──────── EXCERPTED RECORDS

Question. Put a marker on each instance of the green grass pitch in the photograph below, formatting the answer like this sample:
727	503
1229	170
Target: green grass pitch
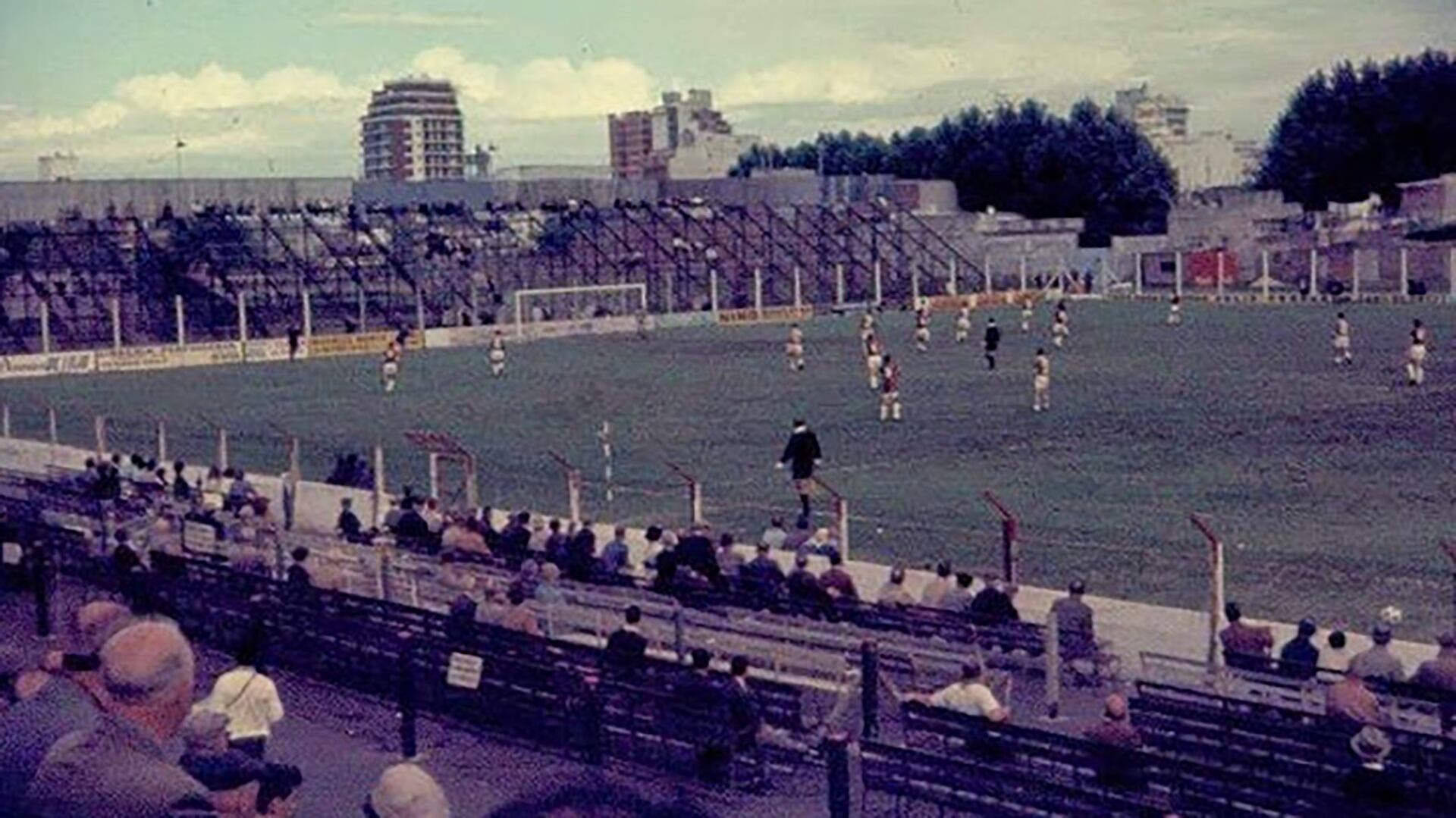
1331	485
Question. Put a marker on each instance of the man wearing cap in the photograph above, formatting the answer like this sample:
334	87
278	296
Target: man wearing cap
1378	663
801	454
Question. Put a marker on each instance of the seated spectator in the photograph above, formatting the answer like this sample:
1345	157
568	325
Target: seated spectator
406	791
1299	657
775	536
970	696
1378	663
959	597
893	593
617	556
993	606
937	588
519	616
1245	647
1372	789
1350	705
836	581
626	647
1075	628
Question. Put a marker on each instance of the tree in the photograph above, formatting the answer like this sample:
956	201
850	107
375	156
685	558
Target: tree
1351	131
1018	158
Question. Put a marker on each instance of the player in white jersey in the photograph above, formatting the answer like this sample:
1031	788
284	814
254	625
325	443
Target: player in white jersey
922	329
1060	329
497	354
1416	356
1041	381
1341	340
794	348
389	370
873	360
963	324
890	393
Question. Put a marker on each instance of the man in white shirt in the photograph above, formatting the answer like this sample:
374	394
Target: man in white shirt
251	704
970	696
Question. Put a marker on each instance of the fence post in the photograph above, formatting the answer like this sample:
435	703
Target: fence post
836	753
408	705
870	686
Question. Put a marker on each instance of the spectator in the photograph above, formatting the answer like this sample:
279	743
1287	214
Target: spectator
799	536
993	606
970	696
626	647
406	791
893	593
120	769
1348	704
764	575
1299	657
1376	663
959	597
937	588
348	525
1370	789
249	700
297	575
1245	647
1075	629
836	581
519	616
617	556
67	700
775	536
730	563
1335	655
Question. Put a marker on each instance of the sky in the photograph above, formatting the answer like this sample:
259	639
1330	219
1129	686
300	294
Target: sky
275	88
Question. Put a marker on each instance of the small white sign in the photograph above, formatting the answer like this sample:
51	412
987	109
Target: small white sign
465	672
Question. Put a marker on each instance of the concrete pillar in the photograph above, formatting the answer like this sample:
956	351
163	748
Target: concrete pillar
115	322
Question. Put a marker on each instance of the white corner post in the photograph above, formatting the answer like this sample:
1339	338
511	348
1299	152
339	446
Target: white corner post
115	322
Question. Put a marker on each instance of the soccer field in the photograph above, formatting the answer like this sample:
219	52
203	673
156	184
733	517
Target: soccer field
1332	487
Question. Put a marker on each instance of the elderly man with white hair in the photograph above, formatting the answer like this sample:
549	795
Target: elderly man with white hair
120	769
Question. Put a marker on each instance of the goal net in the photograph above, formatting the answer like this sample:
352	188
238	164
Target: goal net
579	303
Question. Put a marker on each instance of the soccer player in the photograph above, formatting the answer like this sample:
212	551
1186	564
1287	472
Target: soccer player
992	343
497	354
802	454
890	392
1041	381
963	324
1060	329
873	359
1341	340
922	329
389	371
794	348
1416	356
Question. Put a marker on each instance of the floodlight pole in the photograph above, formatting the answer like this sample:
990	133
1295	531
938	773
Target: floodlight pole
1215	657
1011	558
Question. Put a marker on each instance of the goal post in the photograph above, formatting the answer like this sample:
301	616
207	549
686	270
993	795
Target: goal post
579	303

────────────────

§ PROBLEM STATEMENT:
Reprint the data verbatim, pictures excluded.

§ SOLUTION TO THIS EXERCISE:
Question. Put a marker on each instance of the green grass pitch in the photograph below, formatting the answer like this sample:
727	503
1229	170
Target: green grass pitch
1331	485
Question. Put a marker on each instance of the man wearing cap in the photograph above, formatting the answer like this sample:
334	87
278	296
Target: man wearing cap
1378	663
801	454
Question. Put a marker on each instance of the seated spectator in the photograph above, formatting the answer like this sample:
1345	157
568	325
Target: seated spectator
406	791
1299	657
775	536
970	696
1378	663
959	597
893	593
617	556
993	606
937	588
519	616
1245	647
1372	789
1350	705
836	581
626	647
1075	628
Question. Put a marker on each instance of the tree in the photograph above, formatting the answer like this sample:
956	201
850	107
375	156
685	558
Target: tree
1351	131
1018	158
Question. Put a marker on each instance of the player in white jersey in the photograph above, formatting the answer like this sample:
1031	788
284	814
254	625
325	443
Target: player in white jersey
922	329
1060	329
497	354
1416	356
1041	381
1341	340
794	348
389	370
873	360
963	324
890	393
Question. Put a marker on each instance of the man in white shirt in the photograph above, formatting the answer like this sample:
374	394
Target: man in white shirt
251	704
970	696
Question. Put a marker on each instance of the fence post in the photograph above, formatting the answer like this sample:
435	703
Target: fence post
836	753
408	705
870	686
Question. Put a marker on each instance of the spectator in the photograph above, formatting the answer like this sample:
279	743
1287	214
Target: spectator
799	536
993	606
970	696
626	647
406	791
893	593
120	769
1348	704
764	575
1299	657
1376	663
959	597
937	588
348	525
1370	789
249	700
297	575
1245	647
1075	629
836	581
519	616
617	556
67	700
775	536
730	563
1335	655
Question. Put a marker on each instance of the sky in the photograph above, formatting the answer like this sample:
259	639
1330	219
1129	686
300	294
Target: sky
275	88
Question. Put a marker on each instance of the small white sign in the photograph above, formatting the answer like this sample:
51	412
987	109
Target: small white sign
465	672
Question. Put a marker on each instance of the concrete pillar in the photograph above, formatting the answer like this sample:
956	351
163	748
Target: concrete pillar
115	322
Question. Put a marker on each instance of the white corner post in the photograph above, formatting the answer like this sample:
1339	338
511	348
1299	152
339	446
Target: white corner post
115	322
Question. Put a marker on each instance of the soccer field in the photograph above, formatting the answer like this sample:
219	52
203	673
156	184
733	517
Target: soccer field
1332	487
Question. Put a marker on each instance of the elderly man with white hair in the photograph above, formatting the answer like this sample:
549	795
Target: elderly man with white hair
120	769
Question. Put a marker on each instance of the goal net in the photograph above, formatting the answer like this sample:
352	188
238	164
Target: goal net
579	303
Question. Put a marker on each instance of the soccer player in the photograph above, formatting the answer like this sample:
212	551
1186	564
1287	472
Target: soccer player
992	343
497	354
802	454
890	392
1041	381
963	324
1060	329
873	359
1341	340
922	329
389	371
794	348
1416	356
Question. Put a marker on each instance of the floodlight pole in the photograph above, formatting the answer like this sample:
990	133
1295	531
938	773
Target: floodlight pole
1215	657
1011	558
Question. Put a marker on each instance of the goal post in the photograph above, formatting the answer like this sample:
301	616
207	549
686	270
993	795
Target: goal post
579	303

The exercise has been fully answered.